Work required: Your task is to reproduce the entries below word for word.

Region labeling records:
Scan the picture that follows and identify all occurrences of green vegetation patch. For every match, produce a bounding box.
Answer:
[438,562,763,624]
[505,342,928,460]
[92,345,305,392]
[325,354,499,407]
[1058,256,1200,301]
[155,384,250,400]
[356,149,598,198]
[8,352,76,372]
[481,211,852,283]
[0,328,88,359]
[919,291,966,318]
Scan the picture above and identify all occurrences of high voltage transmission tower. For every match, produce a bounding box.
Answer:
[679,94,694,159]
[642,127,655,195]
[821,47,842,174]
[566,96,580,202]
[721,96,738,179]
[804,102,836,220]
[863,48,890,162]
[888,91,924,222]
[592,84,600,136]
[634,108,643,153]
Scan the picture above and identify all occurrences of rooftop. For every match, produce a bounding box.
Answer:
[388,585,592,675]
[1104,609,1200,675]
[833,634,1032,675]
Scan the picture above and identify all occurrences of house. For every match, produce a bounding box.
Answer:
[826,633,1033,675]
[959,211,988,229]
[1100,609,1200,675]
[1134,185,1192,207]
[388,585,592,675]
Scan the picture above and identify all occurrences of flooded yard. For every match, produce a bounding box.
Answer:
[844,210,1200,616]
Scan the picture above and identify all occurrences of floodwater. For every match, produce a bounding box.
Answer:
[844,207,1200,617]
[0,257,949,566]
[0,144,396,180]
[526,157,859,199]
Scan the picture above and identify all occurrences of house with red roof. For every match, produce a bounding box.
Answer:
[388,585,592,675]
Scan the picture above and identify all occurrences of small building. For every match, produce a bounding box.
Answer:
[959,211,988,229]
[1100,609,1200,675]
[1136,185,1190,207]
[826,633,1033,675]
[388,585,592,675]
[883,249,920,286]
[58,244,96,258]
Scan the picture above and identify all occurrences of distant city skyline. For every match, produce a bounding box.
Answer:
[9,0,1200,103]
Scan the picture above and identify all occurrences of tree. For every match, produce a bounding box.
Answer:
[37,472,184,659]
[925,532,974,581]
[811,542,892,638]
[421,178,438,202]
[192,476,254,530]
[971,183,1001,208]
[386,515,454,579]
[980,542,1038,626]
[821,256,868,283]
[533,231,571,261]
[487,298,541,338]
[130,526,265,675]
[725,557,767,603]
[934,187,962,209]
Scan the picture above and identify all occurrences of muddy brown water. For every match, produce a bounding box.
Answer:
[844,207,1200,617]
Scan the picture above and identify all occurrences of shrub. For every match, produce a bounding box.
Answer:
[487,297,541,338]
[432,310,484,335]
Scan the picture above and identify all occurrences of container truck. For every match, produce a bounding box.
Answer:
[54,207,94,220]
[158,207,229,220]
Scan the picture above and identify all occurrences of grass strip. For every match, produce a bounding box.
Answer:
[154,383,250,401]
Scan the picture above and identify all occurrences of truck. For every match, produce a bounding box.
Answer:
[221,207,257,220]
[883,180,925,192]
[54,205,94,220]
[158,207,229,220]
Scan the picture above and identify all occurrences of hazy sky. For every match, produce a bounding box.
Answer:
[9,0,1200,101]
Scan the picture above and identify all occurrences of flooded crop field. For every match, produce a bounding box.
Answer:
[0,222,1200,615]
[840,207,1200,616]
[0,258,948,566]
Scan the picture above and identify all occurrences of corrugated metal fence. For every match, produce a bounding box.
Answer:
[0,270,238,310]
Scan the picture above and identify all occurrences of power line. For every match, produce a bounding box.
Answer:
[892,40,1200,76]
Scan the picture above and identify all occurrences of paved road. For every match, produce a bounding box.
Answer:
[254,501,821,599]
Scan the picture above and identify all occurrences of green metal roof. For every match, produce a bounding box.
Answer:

Output of the exercise:
Scan the picture that follows and identify all occurrences of green vegetation patch. For every match, produce a bounding box.
Answer:
[438,562,763,624]
[505,342,928,460]
[92,345,305,392]
[325,354,499,407]
[1058,256,1200,301]
[155,384,250,400]
[356,149,598,198]
[8,352,76,372]
[481,211,852,283]
[0,328,88,359]
[919,291,966,318]
Scan the picture above and identify all occurrences of high voltage transmission tower. For every match, produce a bounding box.
Answer:
[679,94,694,159]
[642,127,655,195]
[821,47,842,174]
[566,96,580,202]
[721,96,738,179]
[804,102,836,220]
[863,48,890,162]
[888,91,924,222]
[592,84,600,136]
[634,108,643,153]
Scan the picture above and identify all occurrences of rooftop. For every match, produce a bounding box.
Answer:
[388,585,592,675]
[1104,609,1200,675]
[833,634,1032,675]
Scan the picture above and identify all occurrences of house. For every match, produce a bounding box.
Answer:
[826,633,1033,675]
[959,211,988,229]
[1100,609,1200,675]
[1134,185,1192,207]
[388,585,592,675]
Scan the picture above and identify all occurrences of flooded yard. For every match, produce a bounding box.
Answer:
[844,210,1200,616]
Scan the picture above and identify all occurrences of floodwater. For every match, produce a bounding box.
Answer:
[844,207,1200,617]
[0,257,949,566]
[0,144,396,180]
[526,157,859,199]
Scan the picture above and identify all occurrences of house with red roof. For every match, produce a bounding box.
Answer:
[388,585,592,675]
Scan the picture above and identify all occurrences of small building. For every match, produce a bounding box.
Answer:
[959,211,988,229]
[1100,609,1200,675]
[1136,185,1190,207]
[826,633,1033,675]
[388,585,592,675]
[883,249,920,286]
[58,244,96,258]
Scan the picture above and identify all occurrences of distant city skyline. For every match, produce a bounding box.
Answer:
[9,0,1200,103]
Scan the picture above and identify all occurrences of tree. For every match, produce a bounding box.
Answer:
[37,472,184,659]
[925,532,974,581]
[811,542,892,638]
[421,178,438,202]
[192,476,254,530]
[971,183,1001,208]
[386,515,454,579]
[980,542,1038,626]
[821,256,868,283]
[533,231,571,261]
[487,298,541,338]
[130,526,265,675]
[725,557,767,603]
[934,187,962,209]
Scan the picture above and identify all occurrences of muddy brown water. For every match, produce a bounding box.
Answer:
[844,207,1200,617]
Scan the picture above and identify all occurrences of shrub. For every match, produce a bounding box.
Answer:
[487,297,541,338]
[432,310,484,335]
Scan the picture above and identify all occurrences of container truck. For every match, produce a bounding box.
Answer:
[54,207,94,220]
[158,207,229,220]
Scan the picture above and identify all occurrences of grass strip. For every match, produce a bounding box.
Answer:
[154,383,250,401]
Scan the picture above and identify all occurrences of truck. For every match, produce a bounding box.
Answer:
[221,207,257,220]
[883,180,925,192]
[54,205,94,220]
[158,207,229,220]
Scan the picture above and identify all occurrences of hazy sky. For every match, produce a bounding box.
Answer:
[9,0,1200,101]
Scan the picture above and identify all occurrences of flooded crop field. For every match, produce a bounding box.
Answer:
[0,222,1200,615]
[840,207,1200,616]
[0,258,948,566]
Scan the picture above and identify all occurrences of corrugated metal fence. For every match, produce a bounding box.
Answer:
[0,270,238,310]
Scan the picture above and identify all occurrences of power line. For every match, produce a bounding box.
Answer:
[892,40,1200,76]
Scan the picture above and identify all occurrences of paved road. For every match, produce a bounding box.
Answer:
[254,501,821,599]
Scan the picture above and identify all occurrences of green metal roof. For every match, produce a bounding box.
Answer:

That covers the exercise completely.